**EXERCISE**
Exactly and only the lines from the one with "task | indicate the horse's mane, one" through the end of the listing are to be transcribed, both ends included.

**MATERIAL**
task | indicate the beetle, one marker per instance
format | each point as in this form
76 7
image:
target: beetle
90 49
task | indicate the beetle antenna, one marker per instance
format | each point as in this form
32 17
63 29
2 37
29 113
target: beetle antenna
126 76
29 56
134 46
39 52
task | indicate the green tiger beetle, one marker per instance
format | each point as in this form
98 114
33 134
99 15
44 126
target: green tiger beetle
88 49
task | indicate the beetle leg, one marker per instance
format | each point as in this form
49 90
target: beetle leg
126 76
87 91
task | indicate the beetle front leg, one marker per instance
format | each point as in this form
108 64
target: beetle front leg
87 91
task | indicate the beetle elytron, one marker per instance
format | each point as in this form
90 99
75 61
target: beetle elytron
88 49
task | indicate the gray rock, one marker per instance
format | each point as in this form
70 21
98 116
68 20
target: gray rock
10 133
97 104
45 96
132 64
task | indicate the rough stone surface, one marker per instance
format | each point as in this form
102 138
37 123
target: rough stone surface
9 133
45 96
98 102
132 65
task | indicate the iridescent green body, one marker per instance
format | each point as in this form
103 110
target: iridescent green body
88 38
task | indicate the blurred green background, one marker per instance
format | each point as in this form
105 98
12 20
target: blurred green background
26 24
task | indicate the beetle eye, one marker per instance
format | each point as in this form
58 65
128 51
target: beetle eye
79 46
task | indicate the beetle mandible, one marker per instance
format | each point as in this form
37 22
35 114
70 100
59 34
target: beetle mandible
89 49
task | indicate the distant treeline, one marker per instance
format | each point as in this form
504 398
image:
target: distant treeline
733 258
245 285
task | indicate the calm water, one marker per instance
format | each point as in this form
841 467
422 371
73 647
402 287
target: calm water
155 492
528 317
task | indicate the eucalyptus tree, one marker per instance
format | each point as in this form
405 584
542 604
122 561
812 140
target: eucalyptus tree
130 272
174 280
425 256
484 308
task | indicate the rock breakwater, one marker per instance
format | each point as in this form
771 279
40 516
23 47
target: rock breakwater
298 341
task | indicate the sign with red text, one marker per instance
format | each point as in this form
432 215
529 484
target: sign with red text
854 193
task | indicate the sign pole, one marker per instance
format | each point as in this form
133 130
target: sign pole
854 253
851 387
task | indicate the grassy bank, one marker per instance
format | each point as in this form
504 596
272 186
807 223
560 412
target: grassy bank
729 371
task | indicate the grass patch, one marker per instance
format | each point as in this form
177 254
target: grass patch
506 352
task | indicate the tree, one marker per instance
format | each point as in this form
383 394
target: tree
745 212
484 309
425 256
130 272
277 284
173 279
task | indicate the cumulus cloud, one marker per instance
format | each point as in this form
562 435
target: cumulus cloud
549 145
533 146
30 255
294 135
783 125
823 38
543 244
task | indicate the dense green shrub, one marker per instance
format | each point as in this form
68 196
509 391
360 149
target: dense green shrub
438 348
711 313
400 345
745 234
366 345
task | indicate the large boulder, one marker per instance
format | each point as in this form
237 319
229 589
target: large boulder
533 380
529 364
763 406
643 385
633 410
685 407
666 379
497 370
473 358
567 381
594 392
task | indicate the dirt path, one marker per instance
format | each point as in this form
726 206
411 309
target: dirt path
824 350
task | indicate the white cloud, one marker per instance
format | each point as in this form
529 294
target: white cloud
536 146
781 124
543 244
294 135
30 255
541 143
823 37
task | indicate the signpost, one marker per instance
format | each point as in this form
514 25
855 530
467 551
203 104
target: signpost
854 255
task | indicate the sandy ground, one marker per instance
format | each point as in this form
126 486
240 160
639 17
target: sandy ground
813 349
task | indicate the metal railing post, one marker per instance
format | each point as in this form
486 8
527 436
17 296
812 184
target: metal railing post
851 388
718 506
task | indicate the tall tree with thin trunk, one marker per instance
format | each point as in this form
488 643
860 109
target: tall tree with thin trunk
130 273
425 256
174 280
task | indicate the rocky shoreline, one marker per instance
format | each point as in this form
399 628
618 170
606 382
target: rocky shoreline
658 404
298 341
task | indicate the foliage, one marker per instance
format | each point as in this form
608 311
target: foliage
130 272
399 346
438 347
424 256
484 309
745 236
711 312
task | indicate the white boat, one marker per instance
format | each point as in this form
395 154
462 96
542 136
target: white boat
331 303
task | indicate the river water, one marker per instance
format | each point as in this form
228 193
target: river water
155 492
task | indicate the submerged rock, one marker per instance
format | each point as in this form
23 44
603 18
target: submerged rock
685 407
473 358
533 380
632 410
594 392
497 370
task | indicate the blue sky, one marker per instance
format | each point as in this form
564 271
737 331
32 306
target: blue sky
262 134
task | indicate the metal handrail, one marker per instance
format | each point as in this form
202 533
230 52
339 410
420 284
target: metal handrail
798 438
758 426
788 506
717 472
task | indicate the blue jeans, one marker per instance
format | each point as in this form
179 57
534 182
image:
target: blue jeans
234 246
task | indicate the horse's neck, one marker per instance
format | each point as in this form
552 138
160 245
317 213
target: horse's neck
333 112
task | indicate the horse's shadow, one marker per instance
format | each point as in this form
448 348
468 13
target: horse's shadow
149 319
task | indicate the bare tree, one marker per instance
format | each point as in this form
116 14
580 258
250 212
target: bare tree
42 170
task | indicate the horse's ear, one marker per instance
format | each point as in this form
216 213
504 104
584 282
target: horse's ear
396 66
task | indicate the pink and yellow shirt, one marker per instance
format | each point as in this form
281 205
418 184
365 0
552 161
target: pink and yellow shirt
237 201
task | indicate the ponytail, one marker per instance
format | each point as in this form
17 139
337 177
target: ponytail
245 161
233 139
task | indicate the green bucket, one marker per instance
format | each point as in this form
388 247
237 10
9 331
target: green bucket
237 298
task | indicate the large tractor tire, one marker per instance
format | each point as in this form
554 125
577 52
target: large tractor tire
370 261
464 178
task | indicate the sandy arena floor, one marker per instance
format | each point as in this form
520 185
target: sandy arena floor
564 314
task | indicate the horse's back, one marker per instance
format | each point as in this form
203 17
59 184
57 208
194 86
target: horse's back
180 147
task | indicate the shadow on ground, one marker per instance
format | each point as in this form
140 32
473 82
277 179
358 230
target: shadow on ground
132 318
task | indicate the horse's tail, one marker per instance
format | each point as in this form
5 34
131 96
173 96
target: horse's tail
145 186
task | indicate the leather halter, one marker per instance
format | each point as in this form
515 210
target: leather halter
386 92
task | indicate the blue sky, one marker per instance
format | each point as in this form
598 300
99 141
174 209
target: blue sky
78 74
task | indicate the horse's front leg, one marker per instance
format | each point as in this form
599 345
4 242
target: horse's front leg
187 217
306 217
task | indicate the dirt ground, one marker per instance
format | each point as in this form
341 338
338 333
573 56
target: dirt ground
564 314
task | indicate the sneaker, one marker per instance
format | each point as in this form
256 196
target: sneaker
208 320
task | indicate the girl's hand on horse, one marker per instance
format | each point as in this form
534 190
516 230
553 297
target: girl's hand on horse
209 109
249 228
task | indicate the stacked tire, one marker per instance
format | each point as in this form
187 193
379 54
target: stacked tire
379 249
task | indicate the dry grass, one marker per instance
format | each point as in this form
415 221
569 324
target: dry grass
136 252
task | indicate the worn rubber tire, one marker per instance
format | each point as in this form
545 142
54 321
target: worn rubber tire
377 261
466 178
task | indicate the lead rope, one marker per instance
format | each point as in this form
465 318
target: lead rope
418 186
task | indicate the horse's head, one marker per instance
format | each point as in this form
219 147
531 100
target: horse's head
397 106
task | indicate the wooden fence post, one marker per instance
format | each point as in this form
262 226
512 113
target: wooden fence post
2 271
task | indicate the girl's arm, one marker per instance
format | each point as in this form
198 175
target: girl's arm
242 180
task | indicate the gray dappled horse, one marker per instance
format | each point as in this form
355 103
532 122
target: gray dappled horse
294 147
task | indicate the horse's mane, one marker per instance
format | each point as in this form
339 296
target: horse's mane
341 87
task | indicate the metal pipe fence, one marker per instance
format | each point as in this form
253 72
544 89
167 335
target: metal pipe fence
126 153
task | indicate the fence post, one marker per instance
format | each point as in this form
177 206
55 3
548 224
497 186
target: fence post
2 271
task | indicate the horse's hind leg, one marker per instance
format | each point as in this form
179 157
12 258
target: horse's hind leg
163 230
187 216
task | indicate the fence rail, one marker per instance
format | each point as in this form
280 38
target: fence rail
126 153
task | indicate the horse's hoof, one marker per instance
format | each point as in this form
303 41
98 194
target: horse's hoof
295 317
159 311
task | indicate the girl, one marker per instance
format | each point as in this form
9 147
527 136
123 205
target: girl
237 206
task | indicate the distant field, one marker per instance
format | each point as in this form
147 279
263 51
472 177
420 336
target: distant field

**SOLVED PROBLEM**
task | indicate the horse's mane, one marker per instance
format | each point as in this form
339 296
target: horse's mane
341 87
task | indicate the metal pipe fence, one marker per instance
format | each point as in this form
253 72
544 89
167 335
target: metal pipe fence
126 153
task | indicate the fence post, one marker per instance
format | each point as in this form
177 206
55 3
548 224
497 186
target: fence post
2 271
task | indicate the horse's hind leg, one marker per instance
format | each point as in this form
179 157
12 258
target: horse's hind leg
163 230
187 216
task | indicate the fence rail, one marker per instance
format | each point as in this form
280 38
target: fence rail
126 153
task | indicate the horse's hoof, one marker per instance
format | each point as in this form
303 41
98 194
target: horse's hoof
295 317
159 311
task | indicate the girl, one marker per instance
format | each point as in this form
9 147
527 136
123 205
target: girl
237 206
task | indicate the distant field, one marker per instance
format | each point as in this form
147 279
263 51
472 177
420 336
target: distant field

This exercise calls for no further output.